In this case, the classloading-based trick isn't the problem at all;
the design of the constructor is such that any lazy instantiation
whatsoever carries roughly the same risk, however its thread-safety is
achieved (or even if it isn't!). If there's no way to reduce deep call
chaining (e.g. by turning recursion into iteration) in that
constructor, you should use eager initialization in your main() method
or thereabouts.

Another trick of course is to actually spawn a new thread to do the
initialization:

public MySingleton () {
final Object lock = new Object();
new Thread(new Runnable() {
public void run () {
initialize(lock);
}
}).start();
synchronized (lock) {
lock.wait();
}
}

public void initialize (Object lock) {
...
synchronized (lock) {
lock.notify();
}
}

The new thread has its own call stack and the initialization code has
only the one parent stack frame, the run() method of the anonymous
inner class. This is equivalent to the initialize() code being in the
constructor and the constructor being directly invoked from main() via
"MySingleton.instance = new MySingleton();" or whatever.

▶ _Given information_:
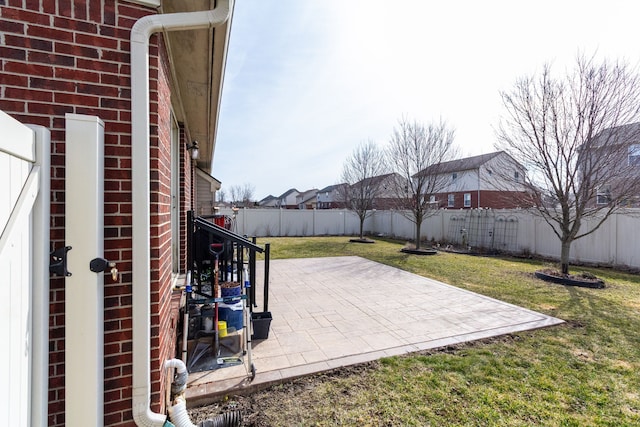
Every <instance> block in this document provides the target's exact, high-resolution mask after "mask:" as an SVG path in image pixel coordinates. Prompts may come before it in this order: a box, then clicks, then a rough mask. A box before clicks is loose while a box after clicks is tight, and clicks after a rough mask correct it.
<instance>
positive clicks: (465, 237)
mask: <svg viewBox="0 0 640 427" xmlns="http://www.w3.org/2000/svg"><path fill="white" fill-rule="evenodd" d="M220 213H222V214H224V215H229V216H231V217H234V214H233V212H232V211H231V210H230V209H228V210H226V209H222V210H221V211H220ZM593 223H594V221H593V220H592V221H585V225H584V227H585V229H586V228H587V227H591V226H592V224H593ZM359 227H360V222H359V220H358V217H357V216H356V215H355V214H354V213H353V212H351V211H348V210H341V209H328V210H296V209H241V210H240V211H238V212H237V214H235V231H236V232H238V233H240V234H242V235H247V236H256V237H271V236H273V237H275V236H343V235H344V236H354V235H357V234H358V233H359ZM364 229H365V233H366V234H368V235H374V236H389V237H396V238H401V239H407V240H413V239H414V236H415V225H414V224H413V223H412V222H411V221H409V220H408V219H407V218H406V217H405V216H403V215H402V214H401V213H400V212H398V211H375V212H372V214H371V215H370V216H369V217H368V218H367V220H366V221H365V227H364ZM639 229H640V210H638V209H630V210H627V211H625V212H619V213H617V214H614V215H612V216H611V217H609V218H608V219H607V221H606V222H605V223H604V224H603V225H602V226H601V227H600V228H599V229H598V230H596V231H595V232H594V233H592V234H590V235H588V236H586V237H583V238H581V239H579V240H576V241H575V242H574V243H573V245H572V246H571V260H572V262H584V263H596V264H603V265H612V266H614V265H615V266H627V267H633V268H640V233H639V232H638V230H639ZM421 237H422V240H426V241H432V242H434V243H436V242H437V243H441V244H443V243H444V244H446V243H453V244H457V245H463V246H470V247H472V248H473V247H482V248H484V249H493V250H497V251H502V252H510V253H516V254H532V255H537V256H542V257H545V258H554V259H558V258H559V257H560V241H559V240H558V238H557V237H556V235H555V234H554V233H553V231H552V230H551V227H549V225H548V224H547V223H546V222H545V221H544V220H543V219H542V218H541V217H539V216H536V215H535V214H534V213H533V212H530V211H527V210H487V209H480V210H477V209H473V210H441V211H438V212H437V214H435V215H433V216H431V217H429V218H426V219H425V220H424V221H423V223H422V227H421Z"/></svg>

▶ _Exercise description_:
Continue the passage on singleton initialization and deep constructor call stacks, picking up after its last sentence.

▶ _Output_:
The lock object is used here simply to make the constructor block
until construction is actually complete; the execution is supposed to
be effectively serial, as the thread is not actually for
parallelization but to get an empty new stack with plenty of room to
play around in more or less for free.

The thread creation is relatively expensive but only happens the once
given that the constructor is called only once (perhaps lazily).